◆ **Selected extract**

-- -- --

The festival was conceived by Wardell and promoter Tomasz Furmanek as a celebration of jazz singing, and platform for the highly impressive and (proportionately) numerous jazz vocalists from Poland and neighbouring countries. These included talented acts like Monike Lidke, Agata Kubiak, Alice Zawadzki and Brigitte Beraha.
Wardell set a daunting array of examples over the weekend, as tutor, director and singer; her performance, in the middle of the evening’s programme, was perhaps her most important. Her voice is a lithe and tender instrument, and she plays with words, rhythm and intonation with an excitingly delicate touch. Scatting displays her witty and intelligent sense of harmony, as well as her athletic vocal movement. Lacking, perhaps, the raw power of some singers, she compensates with delicacy and fluency, particularly in the lyrical bottom half of her range.

-- -- --

◆ **Extracted material**

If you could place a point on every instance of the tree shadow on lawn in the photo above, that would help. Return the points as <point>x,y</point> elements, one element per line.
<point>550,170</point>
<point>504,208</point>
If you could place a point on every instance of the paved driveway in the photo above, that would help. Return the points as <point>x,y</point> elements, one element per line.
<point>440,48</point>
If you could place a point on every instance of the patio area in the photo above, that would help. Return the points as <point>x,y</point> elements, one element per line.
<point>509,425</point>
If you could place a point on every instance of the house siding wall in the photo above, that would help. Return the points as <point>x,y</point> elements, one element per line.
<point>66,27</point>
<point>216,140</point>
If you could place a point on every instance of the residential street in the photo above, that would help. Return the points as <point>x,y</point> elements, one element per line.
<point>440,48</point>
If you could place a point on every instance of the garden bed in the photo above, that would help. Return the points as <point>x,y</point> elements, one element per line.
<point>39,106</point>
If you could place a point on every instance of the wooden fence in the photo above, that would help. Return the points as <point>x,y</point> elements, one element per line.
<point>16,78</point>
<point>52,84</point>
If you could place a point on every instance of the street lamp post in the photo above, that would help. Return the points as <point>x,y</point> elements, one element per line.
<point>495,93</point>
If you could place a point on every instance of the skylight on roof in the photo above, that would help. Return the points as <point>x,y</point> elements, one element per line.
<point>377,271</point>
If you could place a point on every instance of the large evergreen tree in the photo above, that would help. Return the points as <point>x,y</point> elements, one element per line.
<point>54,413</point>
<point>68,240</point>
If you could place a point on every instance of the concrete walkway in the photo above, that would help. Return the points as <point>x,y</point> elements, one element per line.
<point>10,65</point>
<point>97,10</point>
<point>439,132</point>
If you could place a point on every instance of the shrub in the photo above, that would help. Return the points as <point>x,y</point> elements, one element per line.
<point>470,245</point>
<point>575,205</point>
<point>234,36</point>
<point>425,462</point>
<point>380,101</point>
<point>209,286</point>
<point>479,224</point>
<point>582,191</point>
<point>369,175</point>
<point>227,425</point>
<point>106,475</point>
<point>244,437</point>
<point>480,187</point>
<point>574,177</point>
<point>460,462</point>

-- -- --

◆ **Problems to work on**
a - Condense the paragraph of the jazz festival text beginning "Wardell set a daunting array" into a bulleted list that keeps its main facts.
b - According to the jazz festival text, who conceived the festival?
The data is separate material.

◆ **Outputs in order**
a -
- Over the weekend, Wardell set examples as tutor, director and singer; her mid-evening performance was perhaps the most important.
- Her voice is lithe and tender, and she plays with words, rhythm and intonation with a delicate touch.
- Her scatting shows a witty, intelligent sense of harmony and athletic vocal movement.
- She may lack the raw power of some singers but makes up for it with delicacy and fluency, especially in the lyrical lower half of her range.

b - Wardell and promoter Tomasz Furmanek.